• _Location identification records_
%%
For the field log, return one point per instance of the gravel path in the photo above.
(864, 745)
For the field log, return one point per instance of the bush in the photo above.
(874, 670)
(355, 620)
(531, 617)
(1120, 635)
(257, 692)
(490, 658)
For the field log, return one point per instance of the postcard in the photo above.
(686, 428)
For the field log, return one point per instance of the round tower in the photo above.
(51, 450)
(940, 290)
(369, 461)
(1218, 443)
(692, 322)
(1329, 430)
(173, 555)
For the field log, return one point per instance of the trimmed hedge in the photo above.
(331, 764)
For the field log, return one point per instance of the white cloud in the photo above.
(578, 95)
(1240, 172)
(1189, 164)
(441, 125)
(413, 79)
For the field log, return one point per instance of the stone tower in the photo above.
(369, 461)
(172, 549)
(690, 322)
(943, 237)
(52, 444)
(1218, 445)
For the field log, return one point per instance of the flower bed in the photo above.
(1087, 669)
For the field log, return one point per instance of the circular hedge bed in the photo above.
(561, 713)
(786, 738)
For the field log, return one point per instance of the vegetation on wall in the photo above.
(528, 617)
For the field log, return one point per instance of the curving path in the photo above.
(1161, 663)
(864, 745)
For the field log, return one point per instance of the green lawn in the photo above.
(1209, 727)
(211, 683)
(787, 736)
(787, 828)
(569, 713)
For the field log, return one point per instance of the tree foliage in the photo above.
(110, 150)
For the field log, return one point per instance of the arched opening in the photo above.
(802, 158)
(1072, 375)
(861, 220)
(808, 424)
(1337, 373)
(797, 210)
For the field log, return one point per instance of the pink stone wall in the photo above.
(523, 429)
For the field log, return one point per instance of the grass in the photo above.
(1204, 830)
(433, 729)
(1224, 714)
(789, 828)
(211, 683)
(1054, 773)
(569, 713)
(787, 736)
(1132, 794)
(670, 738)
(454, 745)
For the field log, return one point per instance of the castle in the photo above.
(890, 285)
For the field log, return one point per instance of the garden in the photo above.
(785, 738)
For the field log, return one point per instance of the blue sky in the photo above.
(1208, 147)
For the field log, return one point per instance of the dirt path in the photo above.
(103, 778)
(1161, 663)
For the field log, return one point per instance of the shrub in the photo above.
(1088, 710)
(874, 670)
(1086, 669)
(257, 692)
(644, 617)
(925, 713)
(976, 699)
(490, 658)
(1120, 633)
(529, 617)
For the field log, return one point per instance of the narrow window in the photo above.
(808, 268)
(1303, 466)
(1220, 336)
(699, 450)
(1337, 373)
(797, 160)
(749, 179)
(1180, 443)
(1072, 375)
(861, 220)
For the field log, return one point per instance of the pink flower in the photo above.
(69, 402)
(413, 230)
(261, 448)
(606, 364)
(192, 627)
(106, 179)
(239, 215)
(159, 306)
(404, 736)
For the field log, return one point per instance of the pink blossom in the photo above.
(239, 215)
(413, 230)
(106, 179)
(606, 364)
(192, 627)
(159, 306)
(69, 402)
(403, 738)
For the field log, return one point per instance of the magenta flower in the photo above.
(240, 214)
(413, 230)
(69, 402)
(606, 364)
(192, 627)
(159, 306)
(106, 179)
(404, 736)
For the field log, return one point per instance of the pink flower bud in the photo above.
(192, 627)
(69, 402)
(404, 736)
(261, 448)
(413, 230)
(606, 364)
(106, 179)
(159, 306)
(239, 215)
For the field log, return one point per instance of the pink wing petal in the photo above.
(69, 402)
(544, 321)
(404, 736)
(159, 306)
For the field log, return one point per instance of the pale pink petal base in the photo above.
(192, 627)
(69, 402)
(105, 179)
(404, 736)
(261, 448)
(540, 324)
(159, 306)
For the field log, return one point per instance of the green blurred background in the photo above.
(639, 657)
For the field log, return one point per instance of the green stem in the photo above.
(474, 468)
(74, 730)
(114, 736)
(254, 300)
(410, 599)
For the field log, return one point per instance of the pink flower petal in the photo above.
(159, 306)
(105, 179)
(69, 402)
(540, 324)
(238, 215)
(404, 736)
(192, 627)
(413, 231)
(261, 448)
%%
Please render the records as a Markdown table with the columns No. and Line, starting with the line containing "flower petal in the photo above." and going on through the final line of the records, leaving out any blank lines.

| No. | Line |
|---|---|
| 1 | For the field log, return one point per instance of the pink flower petal in the photo above. |
| 2 | (159, 306) |
| 3 | (105, 179) |
| 4 | (69, 402) |
| 5 | (540, 324) |
| 6 | (238, 215) |
| 7 | (404, 736) |
| 8 | (192, 627) |
| 9 | (413, 231) |
| 10 | (261, 448) |